Package: ghc
Version: 7.6.3-7
Severity: important
Tags: upstream patch

Hi,

ghc has been removed from the archive on s390x because it hangs randomly
during the build process. This has been reported upstream as ticket
#7993, which hasn't progress so far. In the meantime the same issue has
been reported as ticket #8134 for powerpc64. It happens the problem is
the same and that it affect 64-bit big endian platforms.

A patch is provided in this bug report, and has been committed upstream.
I have tried this patch and I have been been able to build ghc
successfully 3 times in a loop after bootstraping it from the last
available binary in snapshot.d.o.

I have attached this patch to this bug report for convenience, so that
it could be dropped in debian/patches. Would it be possible to upload 
a fixed version with this patch? I will then take care of bootstrapping
the binary on s390x again and uploading the package to the archive.

Thanks,
Aurelien

-- System Information:
Debian Release: jessie/sid
  APT prefers unstable
  APT policy: (500, 'unstable')
Architecture: s390x

Kernel: Linux 3.2.0-4-s390x (SMP w/2 CPU cores)
Locale: LANG=fr_FR.UTF-8, LC_CTYPE=fr_FR.UTF-8 (charmap=UTF-8)
Shell: /bin/sh linked to /bin/dash
commit a4b1a43542b11d09dd3b603d82c5a0e99da67d74
Author: Austin Seipp <aus...@well-typed.com>
Date:   Fri Nov 1 22:17:01 2013 -0500

    Fix loop on 64bit Big-Endian platforms (#8134)
    
    This is a fun one.
    
    In the RTS, `cas` expects a pointer to StgWord which will translate to
    unsigned long (8 bytes under LP64.) But we had previously declared
    token_locked as *StgBool* - which evaluates to 'int' (4 bytes under
    LP64.) That means we fail to provide enough storage for the cas
    primitive, causing it to corrupt memory on a 64bit platform.

-- Written request 1 --
Using the bug report, explain in one to three sentences why the cas primitive corrupted memory on 64-bit platforms.
-- Written request 2 --
Copy the passage of the bug report from "I have attached" to "policy: (500, 'unstable')".
The listing comes from a source unrelated to the bug report.

-- Data listing --
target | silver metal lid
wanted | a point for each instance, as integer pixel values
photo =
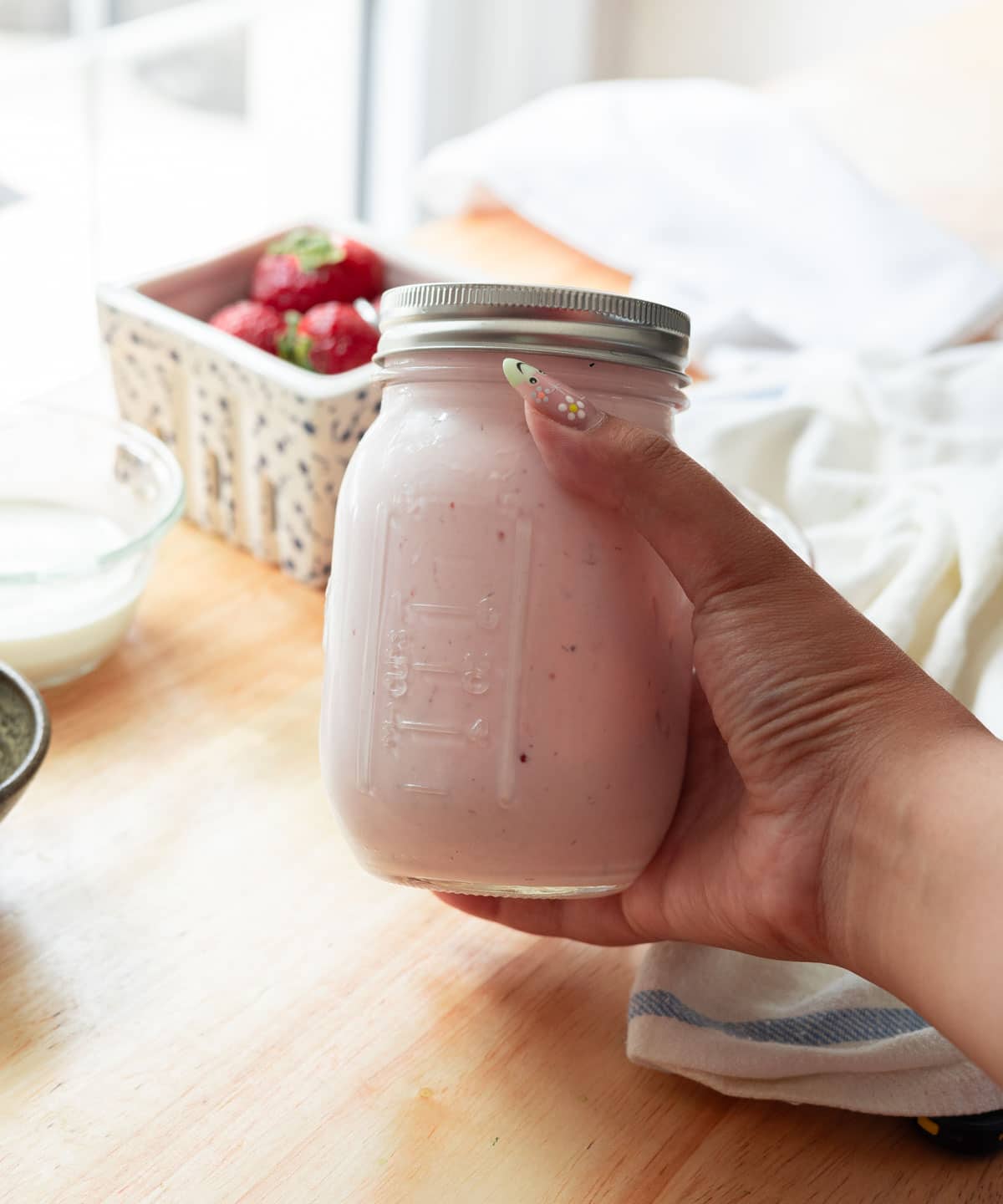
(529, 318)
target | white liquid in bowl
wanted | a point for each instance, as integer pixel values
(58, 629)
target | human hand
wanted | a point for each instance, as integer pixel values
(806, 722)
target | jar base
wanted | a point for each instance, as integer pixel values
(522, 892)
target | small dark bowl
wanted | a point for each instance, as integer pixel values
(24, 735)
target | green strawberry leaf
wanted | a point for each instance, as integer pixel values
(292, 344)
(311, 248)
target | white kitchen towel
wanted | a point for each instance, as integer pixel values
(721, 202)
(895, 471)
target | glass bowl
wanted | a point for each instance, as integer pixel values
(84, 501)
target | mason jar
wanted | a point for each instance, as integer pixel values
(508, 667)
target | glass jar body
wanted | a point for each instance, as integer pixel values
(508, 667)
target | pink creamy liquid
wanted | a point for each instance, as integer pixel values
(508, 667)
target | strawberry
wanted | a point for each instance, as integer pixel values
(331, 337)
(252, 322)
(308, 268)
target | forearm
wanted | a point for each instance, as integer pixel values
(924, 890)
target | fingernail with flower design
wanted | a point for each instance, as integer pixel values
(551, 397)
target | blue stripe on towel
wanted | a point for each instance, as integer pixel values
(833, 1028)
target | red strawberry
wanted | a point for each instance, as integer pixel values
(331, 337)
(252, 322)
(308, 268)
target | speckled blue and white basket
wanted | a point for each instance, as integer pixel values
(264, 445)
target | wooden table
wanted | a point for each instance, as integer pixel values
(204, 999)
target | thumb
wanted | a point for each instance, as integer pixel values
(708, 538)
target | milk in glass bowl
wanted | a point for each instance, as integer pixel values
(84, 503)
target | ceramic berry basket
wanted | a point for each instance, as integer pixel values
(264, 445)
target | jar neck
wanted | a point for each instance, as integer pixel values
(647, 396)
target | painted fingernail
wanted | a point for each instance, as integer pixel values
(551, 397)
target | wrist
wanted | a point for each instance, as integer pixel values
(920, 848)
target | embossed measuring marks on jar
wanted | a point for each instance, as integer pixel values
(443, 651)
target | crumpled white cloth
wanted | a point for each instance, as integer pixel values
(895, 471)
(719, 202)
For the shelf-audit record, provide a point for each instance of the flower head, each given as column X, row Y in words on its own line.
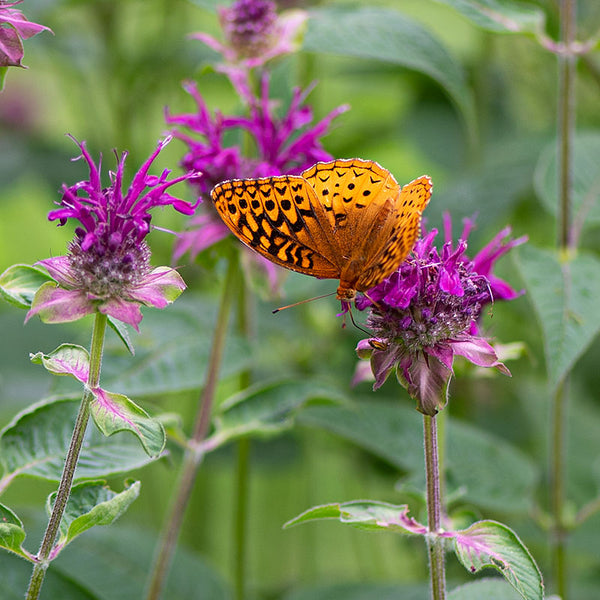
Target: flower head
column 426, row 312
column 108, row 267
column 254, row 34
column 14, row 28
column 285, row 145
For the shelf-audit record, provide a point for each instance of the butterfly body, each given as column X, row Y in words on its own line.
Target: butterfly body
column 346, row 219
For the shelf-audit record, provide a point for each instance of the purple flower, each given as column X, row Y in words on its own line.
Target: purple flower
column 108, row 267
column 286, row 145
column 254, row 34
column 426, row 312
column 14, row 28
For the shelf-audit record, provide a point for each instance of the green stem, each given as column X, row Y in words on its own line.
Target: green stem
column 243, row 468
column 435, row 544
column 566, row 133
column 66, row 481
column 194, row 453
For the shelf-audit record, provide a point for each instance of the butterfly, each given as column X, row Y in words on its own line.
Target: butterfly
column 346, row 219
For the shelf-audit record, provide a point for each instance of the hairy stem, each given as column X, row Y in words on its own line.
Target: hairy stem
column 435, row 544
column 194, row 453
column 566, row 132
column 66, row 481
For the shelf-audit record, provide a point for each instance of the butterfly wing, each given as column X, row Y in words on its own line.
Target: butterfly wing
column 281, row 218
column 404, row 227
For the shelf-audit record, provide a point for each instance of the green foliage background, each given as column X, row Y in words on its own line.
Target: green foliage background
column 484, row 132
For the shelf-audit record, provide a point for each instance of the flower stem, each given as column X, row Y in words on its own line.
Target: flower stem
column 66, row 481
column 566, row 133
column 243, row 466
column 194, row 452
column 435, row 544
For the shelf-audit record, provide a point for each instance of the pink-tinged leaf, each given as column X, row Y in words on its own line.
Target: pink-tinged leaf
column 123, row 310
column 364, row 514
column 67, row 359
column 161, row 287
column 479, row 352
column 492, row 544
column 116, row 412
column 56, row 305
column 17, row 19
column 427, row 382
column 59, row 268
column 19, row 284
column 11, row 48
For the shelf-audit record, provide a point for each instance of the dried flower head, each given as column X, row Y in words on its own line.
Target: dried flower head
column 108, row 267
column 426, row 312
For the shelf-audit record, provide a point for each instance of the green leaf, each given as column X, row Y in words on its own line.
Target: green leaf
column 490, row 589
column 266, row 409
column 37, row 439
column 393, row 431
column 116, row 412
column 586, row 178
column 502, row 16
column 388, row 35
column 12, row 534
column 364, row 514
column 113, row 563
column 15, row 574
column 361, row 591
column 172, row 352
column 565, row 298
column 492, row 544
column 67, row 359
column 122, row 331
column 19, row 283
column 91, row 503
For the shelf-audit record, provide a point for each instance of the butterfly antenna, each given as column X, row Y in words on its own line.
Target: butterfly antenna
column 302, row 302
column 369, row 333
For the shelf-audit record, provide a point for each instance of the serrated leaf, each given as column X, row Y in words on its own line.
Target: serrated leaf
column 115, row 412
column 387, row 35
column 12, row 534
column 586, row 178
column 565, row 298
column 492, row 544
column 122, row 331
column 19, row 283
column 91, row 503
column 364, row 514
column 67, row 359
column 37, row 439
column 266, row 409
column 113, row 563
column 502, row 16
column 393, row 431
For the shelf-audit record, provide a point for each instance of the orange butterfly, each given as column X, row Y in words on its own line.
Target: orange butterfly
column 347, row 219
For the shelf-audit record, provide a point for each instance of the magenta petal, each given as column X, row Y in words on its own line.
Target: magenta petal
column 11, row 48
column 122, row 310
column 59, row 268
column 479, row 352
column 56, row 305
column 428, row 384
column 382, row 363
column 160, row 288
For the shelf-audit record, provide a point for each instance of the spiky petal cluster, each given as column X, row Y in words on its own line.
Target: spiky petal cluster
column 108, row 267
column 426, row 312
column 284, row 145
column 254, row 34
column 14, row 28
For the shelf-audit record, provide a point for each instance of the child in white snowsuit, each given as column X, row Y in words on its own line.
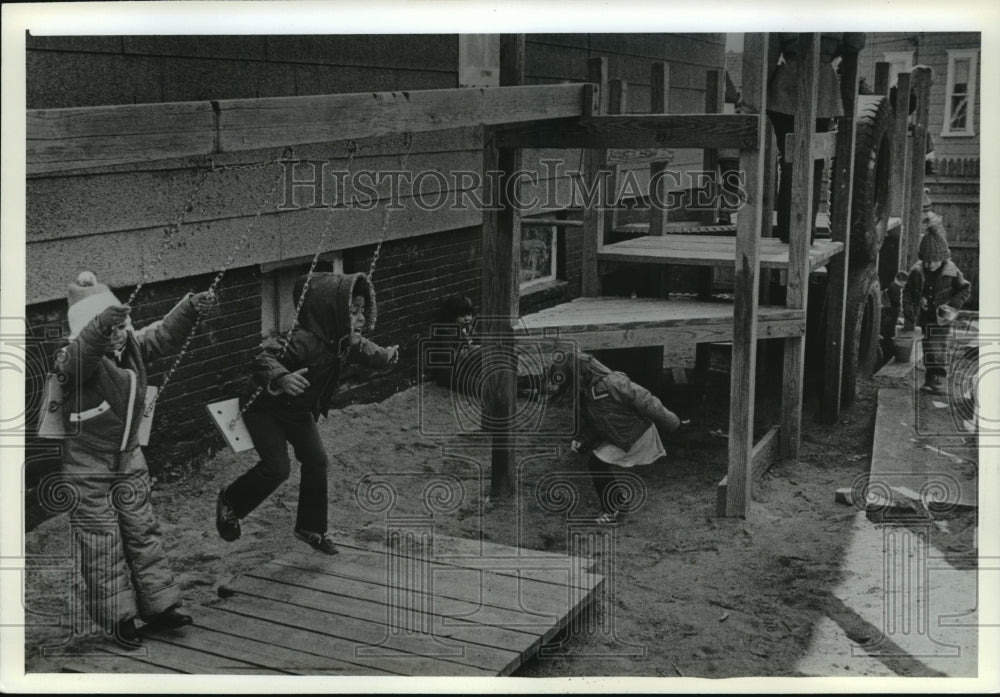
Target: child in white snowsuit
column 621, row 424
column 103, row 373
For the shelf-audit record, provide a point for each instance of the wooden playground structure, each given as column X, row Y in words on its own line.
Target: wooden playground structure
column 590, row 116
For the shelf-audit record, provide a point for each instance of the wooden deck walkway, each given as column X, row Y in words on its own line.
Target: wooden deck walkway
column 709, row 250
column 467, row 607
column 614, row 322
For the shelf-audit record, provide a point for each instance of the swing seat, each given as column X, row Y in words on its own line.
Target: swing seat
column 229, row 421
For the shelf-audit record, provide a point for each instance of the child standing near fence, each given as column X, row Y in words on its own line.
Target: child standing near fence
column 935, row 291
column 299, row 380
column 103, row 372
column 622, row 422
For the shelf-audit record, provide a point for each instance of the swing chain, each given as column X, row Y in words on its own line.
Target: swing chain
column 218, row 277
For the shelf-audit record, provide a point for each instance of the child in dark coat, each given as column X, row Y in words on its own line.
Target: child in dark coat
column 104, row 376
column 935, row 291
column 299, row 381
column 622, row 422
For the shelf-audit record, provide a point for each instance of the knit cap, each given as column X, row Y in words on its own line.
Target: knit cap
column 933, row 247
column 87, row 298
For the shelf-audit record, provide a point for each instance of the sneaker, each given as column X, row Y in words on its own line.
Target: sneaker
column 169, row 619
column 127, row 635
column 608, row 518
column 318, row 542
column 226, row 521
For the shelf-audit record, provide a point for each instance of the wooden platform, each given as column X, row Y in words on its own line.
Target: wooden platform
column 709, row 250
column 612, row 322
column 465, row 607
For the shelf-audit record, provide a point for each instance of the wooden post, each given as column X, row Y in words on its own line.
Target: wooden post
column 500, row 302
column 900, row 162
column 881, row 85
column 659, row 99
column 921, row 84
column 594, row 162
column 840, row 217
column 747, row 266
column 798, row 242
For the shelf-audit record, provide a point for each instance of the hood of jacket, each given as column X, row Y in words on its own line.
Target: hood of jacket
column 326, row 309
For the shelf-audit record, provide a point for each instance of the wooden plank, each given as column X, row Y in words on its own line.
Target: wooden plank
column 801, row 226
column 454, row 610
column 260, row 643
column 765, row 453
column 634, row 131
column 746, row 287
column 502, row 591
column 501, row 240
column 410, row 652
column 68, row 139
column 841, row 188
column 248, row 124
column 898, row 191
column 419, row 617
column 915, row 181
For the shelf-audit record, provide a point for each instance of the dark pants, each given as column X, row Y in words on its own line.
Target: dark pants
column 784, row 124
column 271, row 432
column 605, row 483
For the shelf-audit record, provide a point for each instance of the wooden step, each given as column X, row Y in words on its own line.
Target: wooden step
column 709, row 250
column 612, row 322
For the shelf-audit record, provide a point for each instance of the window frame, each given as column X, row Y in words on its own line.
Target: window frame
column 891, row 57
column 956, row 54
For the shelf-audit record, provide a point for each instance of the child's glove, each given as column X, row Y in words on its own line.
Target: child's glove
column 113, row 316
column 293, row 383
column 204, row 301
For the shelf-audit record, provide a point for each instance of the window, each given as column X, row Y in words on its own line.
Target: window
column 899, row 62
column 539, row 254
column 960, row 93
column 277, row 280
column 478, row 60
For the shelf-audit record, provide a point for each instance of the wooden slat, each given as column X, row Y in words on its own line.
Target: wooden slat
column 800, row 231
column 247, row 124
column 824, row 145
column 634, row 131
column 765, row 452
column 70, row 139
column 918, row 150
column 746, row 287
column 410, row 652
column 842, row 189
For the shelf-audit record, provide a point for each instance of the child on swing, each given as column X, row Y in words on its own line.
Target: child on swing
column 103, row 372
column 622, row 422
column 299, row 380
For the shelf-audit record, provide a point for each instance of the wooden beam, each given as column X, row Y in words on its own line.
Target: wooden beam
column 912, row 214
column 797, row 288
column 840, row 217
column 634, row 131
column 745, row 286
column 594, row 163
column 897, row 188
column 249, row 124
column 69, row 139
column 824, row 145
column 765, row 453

-- Worked answer 1 --
In the RTS, `cas` expects a pointer to StgWord, which is an 8-byte unsigned long under LP64. However, token_locked had been declared as StgBool, a 4-byte int under LP64. That left too little storage for the cas primitive, so it corrupted memory on a 64-bit platform.

-- Worked answer 2 --
I have attached this patch to this bug report for convenience, so that
it could be dropped in debian/patches. Would it be possible to upload 
a fixed version with this patch? I will then take care of bootstrapping
the binary on s390x again and uploading the package to the archive.

Thanks,
Aurelien

-- System Information:
Debian Release: jessie/sid
  APT prefers unstable
  APT policy: (500, 'unstable')